— Start of PROVIDED DATA —

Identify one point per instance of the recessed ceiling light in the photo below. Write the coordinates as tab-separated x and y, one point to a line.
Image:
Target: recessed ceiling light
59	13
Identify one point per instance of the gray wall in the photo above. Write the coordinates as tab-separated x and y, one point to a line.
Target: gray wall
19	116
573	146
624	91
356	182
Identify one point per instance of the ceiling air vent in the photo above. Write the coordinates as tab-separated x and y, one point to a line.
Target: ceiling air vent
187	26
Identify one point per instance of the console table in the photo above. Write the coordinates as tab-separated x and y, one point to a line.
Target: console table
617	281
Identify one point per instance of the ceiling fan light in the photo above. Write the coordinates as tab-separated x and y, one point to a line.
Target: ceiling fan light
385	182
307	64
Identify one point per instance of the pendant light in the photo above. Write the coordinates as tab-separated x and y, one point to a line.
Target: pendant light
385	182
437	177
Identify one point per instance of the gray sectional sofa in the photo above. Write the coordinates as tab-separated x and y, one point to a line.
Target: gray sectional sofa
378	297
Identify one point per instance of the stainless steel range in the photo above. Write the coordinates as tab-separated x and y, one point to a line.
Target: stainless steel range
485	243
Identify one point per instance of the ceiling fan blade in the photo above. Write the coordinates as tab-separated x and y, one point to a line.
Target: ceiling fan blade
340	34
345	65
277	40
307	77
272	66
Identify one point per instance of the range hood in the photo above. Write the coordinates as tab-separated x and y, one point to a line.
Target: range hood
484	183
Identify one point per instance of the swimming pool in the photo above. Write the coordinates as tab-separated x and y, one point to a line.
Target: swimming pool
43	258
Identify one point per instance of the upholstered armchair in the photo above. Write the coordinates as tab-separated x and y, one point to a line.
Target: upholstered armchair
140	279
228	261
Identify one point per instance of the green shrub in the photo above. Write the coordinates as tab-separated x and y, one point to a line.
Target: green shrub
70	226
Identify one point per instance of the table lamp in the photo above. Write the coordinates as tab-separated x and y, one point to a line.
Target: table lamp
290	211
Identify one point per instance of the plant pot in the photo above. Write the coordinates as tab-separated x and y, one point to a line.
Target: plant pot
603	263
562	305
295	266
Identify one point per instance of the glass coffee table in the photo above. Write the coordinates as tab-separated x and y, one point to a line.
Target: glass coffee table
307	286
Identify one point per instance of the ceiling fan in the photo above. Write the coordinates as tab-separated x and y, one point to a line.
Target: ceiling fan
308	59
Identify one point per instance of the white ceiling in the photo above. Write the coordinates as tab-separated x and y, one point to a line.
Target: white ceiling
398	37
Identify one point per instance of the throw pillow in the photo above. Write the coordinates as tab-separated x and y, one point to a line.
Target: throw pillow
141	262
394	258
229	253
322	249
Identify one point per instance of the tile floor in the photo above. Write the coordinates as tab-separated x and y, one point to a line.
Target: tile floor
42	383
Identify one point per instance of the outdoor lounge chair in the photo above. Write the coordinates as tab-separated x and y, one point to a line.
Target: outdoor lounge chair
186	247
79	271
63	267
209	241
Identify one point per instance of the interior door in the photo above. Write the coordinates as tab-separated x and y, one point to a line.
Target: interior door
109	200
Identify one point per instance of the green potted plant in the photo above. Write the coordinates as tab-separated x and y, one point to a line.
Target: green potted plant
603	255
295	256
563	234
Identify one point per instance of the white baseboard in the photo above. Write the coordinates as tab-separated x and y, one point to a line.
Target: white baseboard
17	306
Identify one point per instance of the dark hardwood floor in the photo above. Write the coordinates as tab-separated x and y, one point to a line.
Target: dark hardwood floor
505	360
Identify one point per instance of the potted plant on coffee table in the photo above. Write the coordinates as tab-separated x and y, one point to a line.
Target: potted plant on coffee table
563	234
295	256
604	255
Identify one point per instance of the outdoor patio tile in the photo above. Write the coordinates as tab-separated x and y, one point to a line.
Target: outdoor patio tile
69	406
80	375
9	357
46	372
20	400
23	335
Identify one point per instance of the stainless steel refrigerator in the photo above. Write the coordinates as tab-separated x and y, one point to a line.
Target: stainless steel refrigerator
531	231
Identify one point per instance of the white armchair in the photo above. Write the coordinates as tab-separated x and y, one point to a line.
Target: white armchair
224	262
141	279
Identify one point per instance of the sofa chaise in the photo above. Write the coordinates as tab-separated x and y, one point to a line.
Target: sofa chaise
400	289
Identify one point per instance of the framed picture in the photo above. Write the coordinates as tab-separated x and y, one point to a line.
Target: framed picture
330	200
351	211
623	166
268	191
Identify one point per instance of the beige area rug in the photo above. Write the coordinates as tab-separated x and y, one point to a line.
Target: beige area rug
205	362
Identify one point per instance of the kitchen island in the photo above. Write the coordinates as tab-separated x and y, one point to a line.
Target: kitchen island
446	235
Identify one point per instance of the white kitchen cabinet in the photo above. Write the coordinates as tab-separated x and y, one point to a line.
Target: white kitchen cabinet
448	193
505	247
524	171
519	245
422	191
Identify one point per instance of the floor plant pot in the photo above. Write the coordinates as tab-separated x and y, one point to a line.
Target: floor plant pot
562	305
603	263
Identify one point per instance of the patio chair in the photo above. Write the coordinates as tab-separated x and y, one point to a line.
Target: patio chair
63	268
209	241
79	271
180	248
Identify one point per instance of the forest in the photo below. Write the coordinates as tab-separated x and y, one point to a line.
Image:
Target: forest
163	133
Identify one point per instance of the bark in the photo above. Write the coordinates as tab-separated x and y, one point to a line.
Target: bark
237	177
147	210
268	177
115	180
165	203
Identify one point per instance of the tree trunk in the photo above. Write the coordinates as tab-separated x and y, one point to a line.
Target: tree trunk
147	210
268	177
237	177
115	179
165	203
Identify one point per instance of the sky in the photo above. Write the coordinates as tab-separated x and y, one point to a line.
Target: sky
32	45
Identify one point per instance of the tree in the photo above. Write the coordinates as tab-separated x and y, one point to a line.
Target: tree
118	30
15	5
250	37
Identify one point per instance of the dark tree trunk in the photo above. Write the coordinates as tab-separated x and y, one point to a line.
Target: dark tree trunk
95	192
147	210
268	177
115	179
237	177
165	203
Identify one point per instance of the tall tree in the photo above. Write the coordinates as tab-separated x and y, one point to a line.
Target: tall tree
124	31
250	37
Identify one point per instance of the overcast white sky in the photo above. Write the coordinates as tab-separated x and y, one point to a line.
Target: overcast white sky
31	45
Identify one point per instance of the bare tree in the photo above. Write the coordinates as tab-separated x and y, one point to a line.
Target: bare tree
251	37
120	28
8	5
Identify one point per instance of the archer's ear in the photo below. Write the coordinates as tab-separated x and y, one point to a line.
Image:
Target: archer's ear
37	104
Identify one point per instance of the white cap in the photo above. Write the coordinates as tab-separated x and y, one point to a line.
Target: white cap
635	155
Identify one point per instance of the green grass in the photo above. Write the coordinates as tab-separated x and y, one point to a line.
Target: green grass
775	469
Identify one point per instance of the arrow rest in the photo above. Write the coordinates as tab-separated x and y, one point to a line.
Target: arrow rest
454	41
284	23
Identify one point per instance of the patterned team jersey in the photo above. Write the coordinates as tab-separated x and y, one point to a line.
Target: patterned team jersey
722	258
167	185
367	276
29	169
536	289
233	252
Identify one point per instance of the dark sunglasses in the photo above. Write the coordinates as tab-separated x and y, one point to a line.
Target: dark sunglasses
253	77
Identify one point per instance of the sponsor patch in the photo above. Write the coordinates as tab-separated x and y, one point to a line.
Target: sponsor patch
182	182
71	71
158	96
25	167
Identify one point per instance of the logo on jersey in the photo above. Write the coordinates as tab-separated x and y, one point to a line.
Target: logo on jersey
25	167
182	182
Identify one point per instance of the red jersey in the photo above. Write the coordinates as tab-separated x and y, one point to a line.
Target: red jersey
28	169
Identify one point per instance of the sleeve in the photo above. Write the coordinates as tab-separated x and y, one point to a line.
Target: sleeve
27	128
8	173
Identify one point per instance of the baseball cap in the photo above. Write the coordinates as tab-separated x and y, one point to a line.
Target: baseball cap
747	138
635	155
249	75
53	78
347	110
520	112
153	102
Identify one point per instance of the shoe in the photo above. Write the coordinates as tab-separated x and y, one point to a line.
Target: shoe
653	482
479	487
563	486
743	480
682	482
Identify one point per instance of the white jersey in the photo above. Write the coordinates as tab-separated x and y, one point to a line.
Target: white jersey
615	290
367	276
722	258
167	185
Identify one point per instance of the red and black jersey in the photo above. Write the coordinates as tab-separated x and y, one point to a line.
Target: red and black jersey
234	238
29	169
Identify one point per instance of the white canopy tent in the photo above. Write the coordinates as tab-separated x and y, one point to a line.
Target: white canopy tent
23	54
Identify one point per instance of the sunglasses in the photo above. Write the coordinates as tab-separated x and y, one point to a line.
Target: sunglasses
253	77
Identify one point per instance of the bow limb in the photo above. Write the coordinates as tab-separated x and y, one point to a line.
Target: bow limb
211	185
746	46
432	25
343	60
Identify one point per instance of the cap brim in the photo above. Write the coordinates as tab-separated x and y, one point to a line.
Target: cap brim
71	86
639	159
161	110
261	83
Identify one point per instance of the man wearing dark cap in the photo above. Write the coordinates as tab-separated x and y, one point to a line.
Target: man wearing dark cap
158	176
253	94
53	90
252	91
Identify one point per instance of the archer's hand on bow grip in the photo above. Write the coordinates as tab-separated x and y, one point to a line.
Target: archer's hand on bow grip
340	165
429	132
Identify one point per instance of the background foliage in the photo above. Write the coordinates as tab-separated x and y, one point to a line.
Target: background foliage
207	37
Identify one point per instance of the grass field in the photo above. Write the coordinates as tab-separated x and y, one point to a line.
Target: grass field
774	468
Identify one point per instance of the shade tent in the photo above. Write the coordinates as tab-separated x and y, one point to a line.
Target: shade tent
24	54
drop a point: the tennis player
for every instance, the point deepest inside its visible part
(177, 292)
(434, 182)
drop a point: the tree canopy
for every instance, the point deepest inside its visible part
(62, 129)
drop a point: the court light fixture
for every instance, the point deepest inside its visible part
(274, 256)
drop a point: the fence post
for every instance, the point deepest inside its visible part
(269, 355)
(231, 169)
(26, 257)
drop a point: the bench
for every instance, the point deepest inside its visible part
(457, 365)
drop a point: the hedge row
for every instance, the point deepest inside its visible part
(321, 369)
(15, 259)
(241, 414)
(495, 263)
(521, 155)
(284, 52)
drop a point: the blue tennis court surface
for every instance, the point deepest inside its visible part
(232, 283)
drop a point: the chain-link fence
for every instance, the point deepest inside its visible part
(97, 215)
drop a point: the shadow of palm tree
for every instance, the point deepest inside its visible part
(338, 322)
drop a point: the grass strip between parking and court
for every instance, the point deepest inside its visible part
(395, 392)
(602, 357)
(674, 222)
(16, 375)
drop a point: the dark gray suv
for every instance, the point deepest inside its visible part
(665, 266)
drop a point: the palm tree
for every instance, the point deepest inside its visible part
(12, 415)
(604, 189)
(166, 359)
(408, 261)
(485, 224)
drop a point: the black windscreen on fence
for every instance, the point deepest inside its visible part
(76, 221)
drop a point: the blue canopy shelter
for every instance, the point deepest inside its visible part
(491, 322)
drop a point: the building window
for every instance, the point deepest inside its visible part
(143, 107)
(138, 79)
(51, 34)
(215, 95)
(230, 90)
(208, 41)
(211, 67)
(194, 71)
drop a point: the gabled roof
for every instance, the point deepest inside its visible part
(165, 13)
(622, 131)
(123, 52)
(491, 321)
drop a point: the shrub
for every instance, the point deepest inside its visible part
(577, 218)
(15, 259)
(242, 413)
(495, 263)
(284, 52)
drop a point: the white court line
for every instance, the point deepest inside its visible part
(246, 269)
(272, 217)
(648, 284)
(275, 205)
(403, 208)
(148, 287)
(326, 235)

— End of PROVIDED DATA —

All lines from the one with "drop a point: the grass" through the final line above are to be quoted exactly; quote no other line.

● **ANSWER TO THE PROBLEM**:
drop a point: the grass strip between parking and court
for every instance, the point deepest inside its visible part
(395, 392)
(602, 357)
(674, 222)
(16, 375)
drop a point: the dark gray suv
for every instance, the point deepest inside its visible part
(665, 266)
drop a point: the palm tree
for every instance, the point deepest inside its visible part
(12, 415)
(604, 189)
(166, 359)
(408, 261)
(485, 224)
drop a point: the black windscreen on fence
for every instance, the point deepest inside its visible part
(76, 221)
drop a point: the blue canopy shelter
for every instance, the point deepest inside its visible part
(491, 322)
drop a point: the building window
for every instance, the point deepest inside its visible part
(143, 107)
(138, 79)
(51, 34)
(215, 95)
(230, 90)
(208, 41)
(211, 67)
(194, 71)
drop a point: the gabled roof
for every instance, the point deepest inside its visible part
(165, 13)
(622, 131)
(123, 52)
(491, 321)
drop a point: the shrub
for every instance, the point deepest inside its visible part
(577, 218)
(15, 259)
(242, 413)
(495, 263)
(284, 52)
drop a point: the white court line
for every instance, the point deepest inside its visible part
(246, 269)
(272, 217)
(648, 284)
(275, 205)
(403, 208)
(148, 287)
(326, 235)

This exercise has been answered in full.